__INFORMATION SUPPLIED__:
/---

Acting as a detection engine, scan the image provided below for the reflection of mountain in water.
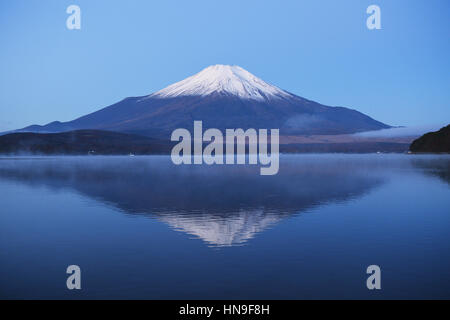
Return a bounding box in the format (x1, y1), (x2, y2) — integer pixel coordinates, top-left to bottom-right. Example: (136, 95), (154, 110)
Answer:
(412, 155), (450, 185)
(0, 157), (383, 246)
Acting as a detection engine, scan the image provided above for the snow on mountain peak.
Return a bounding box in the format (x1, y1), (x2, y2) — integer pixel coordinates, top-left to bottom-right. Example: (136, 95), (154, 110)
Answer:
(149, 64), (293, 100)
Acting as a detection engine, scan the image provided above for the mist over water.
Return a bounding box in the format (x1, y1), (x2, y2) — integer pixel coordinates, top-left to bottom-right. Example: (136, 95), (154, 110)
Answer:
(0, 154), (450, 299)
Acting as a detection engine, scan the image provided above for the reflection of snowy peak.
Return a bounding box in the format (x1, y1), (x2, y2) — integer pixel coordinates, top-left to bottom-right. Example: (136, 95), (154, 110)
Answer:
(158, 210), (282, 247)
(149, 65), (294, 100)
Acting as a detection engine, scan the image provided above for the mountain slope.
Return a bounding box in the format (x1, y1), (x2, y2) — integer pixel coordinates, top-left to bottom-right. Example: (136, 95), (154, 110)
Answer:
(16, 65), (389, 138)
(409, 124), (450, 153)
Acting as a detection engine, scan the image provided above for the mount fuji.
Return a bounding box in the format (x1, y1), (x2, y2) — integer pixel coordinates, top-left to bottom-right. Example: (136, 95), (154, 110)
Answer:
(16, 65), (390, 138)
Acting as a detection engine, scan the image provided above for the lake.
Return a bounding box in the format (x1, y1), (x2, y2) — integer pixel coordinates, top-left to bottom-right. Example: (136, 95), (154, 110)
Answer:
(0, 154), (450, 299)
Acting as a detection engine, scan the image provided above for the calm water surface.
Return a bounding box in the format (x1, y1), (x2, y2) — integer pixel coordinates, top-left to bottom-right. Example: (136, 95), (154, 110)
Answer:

\---
/---

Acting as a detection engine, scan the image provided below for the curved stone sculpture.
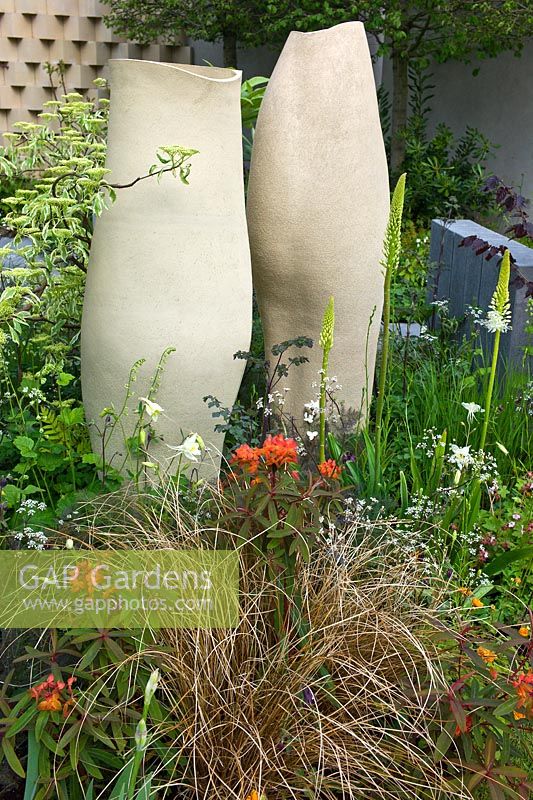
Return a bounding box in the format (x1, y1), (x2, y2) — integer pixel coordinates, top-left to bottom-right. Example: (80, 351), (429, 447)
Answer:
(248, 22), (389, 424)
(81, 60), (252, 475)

\---
/---

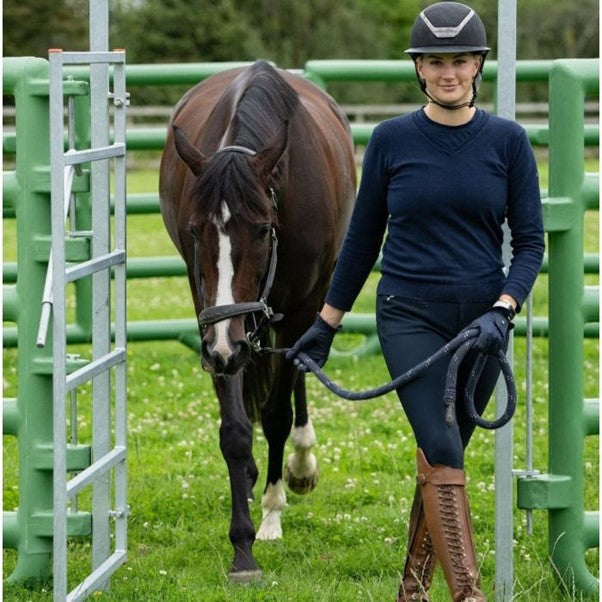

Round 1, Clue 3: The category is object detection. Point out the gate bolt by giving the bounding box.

\---

__GOAL__:
Please reproduce, word for word, the stretch from the line containing "curved stone sculpture." through the line containing "(81, 60), (252, 475)", including both of those lines. Leave out any picture.

__TASK RESULT__:
Acting as a detection engine, scan the image provided below for the curved stone sculpture.
Return a bounding box in the format (x1, y1), (x2, y2) — integer pixel coordinates, top-left to bottom-right. Example: (80, 351), (429, 447)
Answer:
(248, 22), (389, 424)
(81, 60), (252, 475)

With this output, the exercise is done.